▶ **OBJECTIF 1**
Recopiez à l'identique le passage de l'extrait de correspondance compris entre « Je reçois votre » et « de ces abus. », bornes incluses.
▶ **OBJECTIF 2**
Reformulez sous forme de liste le paragraphe de l'extrait de correspondance qui commence par « Je reçois votre rapport du 30 novembre », en conservant ses faits principaux.
▶ **OBJECTIF 3**
Poursuivez l'extrait de correspondance à partir de sa dernière phrase.

▶ **EXTRAIT DU DOCUMENT**
--- --- ---

Madrid, 11 décembre 1808

A M. de Champagny, ministre des relations extérieures, à Paris

Monsieur de Champagny, répondez à mon consul à Trieste qu'il faudrait être bien simple pour donner la moindre importance à la nouvelle que les Anglais voudraient tenter un coup de main sur Venise; que les Anglais répandent ces bruits justement pour qu'on les répète, et pour se donner un air de force et un crédit qu'ils n'ont pas.


Chamartin , 12 décembre 1808

Au général Clarke, minstre de la guerre, à Paris

Je reçois votre rapport du 30 novembre. Je ne puis croire que, malgré mes ordres, la marine ait fait construire une caserne en pierre, l'ayant plusieurs fois défendu. Si cela est, j'ordonne au ministre de la marine de suspendre M ....... de ses fonctions, et de le faire venir à Paris pour rendre compte de sa conduite devant une commission du Conseil d'État. Je désire que vous me fassiez un nouveau rapport, et que vous me proposiez des mesures pour que la marine ne commette plus de ces abus.

--- --- ---

▶ **DONNÉES FOURNIES**
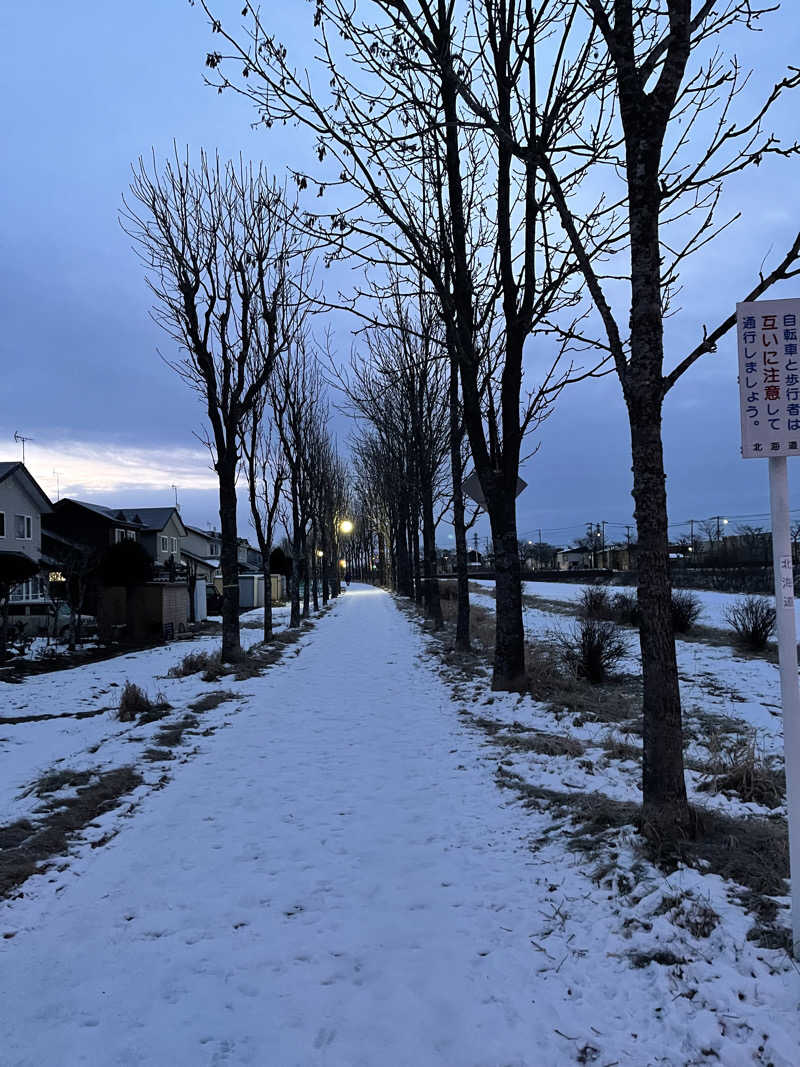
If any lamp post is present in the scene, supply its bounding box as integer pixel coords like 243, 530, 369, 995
334, 517, 355, 594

--- --- ---

▶ **RÉPONSE À L'EXERCICE 1**
Je reçois votre rapport du 30 novembre. Je ne puis croire que, malgré mes ordres, la marine ait fait construire une caserne en pierre, l'ayant plusieurs fois défendu. Si cela est, j'ordonne au ministre de la marine de suspendre M ....... de ses fonctions, et de le faire venir à Paris pour rendre compte de sa conduite devant une commission du Conseil d'État. Je désire que vous me fassiez un nouveau rapport, et que vous me proposiez des mesures pour que la marine ne commette plus de ces abus.

▶ **RÉPONSE À L'EXERCICE 2**
- Accusé de réception du rapport du 30 novembre.
- Doute que la marine ait construit une caserne en pierre, ce qui avait été défendu à plusieurs reprises.
- Si c'est le cas, ordre au ministre de la marine de suspendre l'intéressé et de le faire venir à Paris. Il devra y rendre compte de sa conduite devant une commission du Conseil d'État.
- Demande d'un nouveau rapport.
- Demande de mesures pour que la marine ne commette plus de tels abus.

▶ **RÉPONSE À L'EXERCICE 3**
Chamartin , 12 décembre 1808

A Alexandre, prince de Neuchâtel, major général, à Chamartin

Instruisez le maréchal Victor, qui doit être aujourd'hui à Tolède, que le général Lasalle est arrivé le 11 à Talavera de la Reina; qu'il a déjà pris huit Hanovriens; qu'il est question d'Anglais; qu'il est donc important que sur-le-champ il se mette en communication par sa cavalerie avec Talavera. Envoyez un officier intelligent au général Lasalle, afin d'avoir des nouvelles de ce qui se passe. Puisqu'il a pris des Hanovriens, cela sent la proximité des Anglais. Recommandez au général Lasalle de faire faire beaucoup de pain, et instruisez-le que le duc de Danzig fait demain une marche avec son infanterie sur Talavera.

Donnez ordre cette nuit au maréchal Ney de partir avec ses deux premières divisions pour se rendre en deux jours à Madrid. Il laissera la division Dessolle à Guadalajara, tant pour faire l'expédition de Siguenza que pour tranquilliser le pays. Cette division restera jusqu'à nouvel ordre.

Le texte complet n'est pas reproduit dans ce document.